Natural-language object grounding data
• • • • • • •
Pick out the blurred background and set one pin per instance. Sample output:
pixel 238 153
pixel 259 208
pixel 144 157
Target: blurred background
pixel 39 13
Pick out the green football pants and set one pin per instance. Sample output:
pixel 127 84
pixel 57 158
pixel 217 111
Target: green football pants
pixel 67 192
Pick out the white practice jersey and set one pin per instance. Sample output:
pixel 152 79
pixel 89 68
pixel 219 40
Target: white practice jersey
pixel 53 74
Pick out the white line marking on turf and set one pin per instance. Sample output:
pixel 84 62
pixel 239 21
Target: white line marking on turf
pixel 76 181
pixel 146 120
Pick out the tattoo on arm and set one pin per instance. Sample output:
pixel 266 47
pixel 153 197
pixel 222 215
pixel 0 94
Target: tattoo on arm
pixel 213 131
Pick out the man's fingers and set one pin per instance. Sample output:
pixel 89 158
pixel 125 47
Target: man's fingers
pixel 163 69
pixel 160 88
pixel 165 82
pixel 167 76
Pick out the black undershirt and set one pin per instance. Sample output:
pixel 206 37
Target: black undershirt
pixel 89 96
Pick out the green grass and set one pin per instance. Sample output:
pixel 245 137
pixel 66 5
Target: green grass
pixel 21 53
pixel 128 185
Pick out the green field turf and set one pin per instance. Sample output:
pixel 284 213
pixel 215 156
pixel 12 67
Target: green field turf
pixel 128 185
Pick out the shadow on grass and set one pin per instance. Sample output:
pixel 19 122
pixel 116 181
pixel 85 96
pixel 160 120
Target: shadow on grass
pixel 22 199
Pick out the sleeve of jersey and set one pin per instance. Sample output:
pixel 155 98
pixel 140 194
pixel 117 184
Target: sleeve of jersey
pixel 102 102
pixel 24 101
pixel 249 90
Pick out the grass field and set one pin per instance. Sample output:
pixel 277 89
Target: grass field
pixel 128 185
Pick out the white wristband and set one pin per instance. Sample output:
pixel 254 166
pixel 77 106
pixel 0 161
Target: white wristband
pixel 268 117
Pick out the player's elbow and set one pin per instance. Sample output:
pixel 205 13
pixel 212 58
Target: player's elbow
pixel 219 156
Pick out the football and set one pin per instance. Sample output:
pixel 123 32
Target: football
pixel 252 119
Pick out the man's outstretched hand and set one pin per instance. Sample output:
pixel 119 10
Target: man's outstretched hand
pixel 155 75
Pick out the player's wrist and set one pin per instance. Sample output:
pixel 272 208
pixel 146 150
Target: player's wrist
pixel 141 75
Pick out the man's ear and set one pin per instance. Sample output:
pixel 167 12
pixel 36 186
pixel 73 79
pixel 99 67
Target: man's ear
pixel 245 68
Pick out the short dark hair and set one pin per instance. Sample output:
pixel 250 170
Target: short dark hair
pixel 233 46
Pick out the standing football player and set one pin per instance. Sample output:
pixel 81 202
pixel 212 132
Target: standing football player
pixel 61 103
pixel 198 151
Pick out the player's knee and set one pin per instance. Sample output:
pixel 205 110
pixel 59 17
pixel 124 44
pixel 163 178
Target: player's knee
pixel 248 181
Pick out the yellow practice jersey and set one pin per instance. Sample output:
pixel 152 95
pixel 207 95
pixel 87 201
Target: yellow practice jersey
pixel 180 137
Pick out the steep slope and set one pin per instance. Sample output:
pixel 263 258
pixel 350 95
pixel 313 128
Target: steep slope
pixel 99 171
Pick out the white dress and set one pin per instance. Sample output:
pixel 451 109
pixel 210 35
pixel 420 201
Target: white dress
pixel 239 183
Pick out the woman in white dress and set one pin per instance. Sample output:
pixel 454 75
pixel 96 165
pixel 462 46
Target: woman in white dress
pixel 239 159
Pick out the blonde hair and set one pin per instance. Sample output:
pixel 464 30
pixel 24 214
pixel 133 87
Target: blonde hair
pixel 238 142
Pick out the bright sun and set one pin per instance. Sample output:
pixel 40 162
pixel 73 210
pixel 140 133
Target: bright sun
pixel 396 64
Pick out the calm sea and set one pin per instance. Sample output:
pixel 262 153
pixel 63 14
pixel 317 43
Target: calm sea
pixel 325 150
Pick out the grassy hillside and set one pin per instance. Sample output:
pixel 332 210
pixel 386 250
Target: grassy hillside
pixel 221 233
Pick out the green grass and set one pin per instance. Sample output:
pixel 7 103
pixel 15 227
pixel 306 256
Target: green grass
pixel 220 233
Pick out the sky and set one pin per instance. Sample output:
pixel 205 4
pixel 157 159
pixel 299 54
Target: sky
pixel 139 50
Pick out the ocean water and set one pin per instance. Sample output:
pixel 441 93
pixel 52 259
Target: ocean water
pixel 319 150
• • • • • • •
Task prompt
Print the lines of the entries, exactly, from the one containing "Pick out the grassy" down to the final line, and leave out all the others.

Exercise answer
Pick out the grassy hillside and set one pin per instance. Sample output:
pixel 332 210
pixel 386 250
Target: grassy hillside
pixel 221 233
Pick out the green grass and set one pin per instance. Sample output:
pixel 7 103
pixel 15 227
pixel 306 256
Target: green grass
pixel 220 233
Pick out the sky and set one pin per instance. Sample output:
pixel 205 4
pixel 157 159
pixel 299 54
Target: sky
pixel 139 50
Pick out the ocean water and set one pin per instance. Sample output:
pixel 441 93
pixel 52 259
Target: ocean water
pixel 319 150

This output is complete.